───── TEXTO-BASE ─────
Vale observar como ainda predomina no pensamento e práticas arquivísticas a associação imediata entre arquivos e memória. Com muita freqüência, privilegia–se, nestes casos, a noção de memória como dado arqueologizável, coisa que se resgata, construção do arquivista.

Para Cook (1996), por exemplo, "a história do pensamento arquivístico neste século reflete a interação da teoria e prática desta disciplina que arquivistas de todo o mundo têm exercido para conservar a memória do mundo". Os arquivos, objeto da "ciência arquivística", continuariam ainda fortemente identificados como "sala de investigação da história".

Para Higgs (1996), "é necessário pontualizar que a prática arquivística, a gestão de documentos e a gestão da informação não são sinônimos e, inclusive, em algumas circunstâncias, incompatíveis. Ainda que possuam em comum muitos princípios, as profissões de arquivista, gestor de documentos e gestor de informação não provêm, necessariamente, de um tronco ou tradição comum e o resultado final de suas atuações pode ser muito diferente". Esta afirmação é representativa da corrente que entende a arquivologia como um campo voltado para os arquivos históricos.

Sem dúvida, a memória é uma dimensão inerente ao campo arquivístico, mas os arquivos não são apenas lugares de memória. Boa parte da literatura arquivística (sobretudo a norte–americana/canadense) tem insistido na ruptura com esta visão, apesar da dicotomia entre Arquivologia e Gestão de Documentos. A memória no espaço arquivístico só é ativada, porém, se em tais lugares de memória forem gerenciados também lugares de informação, onde esta não é apenas ordenada, mas também transferida. Se a memória não é neutra, muito menos a informação. É enquanto lugares de informação – espaços (às vezes virtuais) caracterizados pelo fluxo informacional – que os arquivos se configuram hoje, provocando redimensionamentos na arquivologia. Estes redimensionamentos colidem frontalmente com uma arquivologia entendida como uma disciplina auxiliar da história. Neste caso, este arquivista encontraria na história, e não na arquivologia, o seu corpus teórico. A arquivologia seria, quando muito, um método.

Esta perspectiva parece ser ainda hegemônica no campo internacional, mesmo entre muitos dos que reconhecem a teoria do ciclo vital da informação arquivística.
───── LISTAGEM FORNECIDA ─────
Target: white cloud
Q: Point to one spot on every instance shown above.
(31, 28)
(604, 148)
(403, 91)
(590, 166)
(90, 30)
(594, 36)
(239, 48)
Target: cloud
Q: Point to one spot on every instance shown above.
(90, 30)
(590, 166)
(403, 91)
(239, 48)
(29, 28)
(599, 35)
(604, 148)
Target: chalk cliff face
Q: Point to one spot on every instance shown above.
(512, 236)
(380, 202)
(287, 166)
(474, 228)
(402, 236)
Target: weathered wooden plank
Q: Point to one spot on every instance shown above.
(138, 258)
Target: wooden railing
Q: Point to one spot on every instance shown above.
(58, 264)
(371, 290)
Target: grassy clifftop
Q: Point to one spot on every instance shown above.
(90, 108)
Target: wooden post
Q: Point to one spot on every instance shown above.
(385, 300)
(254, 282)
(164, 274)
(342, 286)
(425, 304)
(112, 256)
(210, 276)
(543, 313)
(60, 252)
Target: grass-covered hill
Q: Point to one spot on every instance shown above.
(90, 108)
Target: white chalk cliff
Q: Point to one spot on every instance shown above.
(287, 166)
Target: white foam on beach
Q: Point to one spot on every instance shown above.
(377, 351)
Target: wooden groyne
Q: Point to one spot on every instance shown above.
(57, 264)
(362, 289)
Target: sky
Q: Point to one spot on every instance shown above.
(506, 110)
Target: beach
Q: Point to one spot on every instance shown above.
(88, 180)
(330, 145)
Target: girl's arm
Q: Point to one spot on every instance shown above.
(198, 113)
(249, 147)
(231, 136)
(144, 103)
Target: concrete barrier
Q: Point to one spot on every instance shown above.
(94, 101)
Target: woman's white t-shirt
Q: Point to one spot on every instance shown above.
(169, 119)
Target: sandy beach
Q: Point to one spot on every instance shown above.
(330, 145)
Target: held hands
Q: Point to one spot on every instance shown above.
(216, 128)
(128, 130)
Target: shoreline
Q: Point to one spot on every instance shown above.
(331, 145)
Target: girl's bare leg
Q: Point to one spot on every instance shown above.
─────
TAREFAS PROPOSTAS:
1. Segundo o texto sobre arquivos e memória, que corrente a afirmação de Higgs representa?
2. Com base no texto sobre arquivos e memória, explique por que os arquivos não são apenas lugares de memória.

RESPOSTAS FINAIS:
1. A corrente que entende a arquivologia como um campo voltado para os arquivos históricos.

2. A memória no espaço arquivístico só é ativada se nesses lugares também forem gerenciados lugares de informação, onde ela não é apenas ordenada, mas também transferida. Além disso, hoje os arquivos se configuram como lugares de informação, espaços caracterizados pelo fluxo informacional.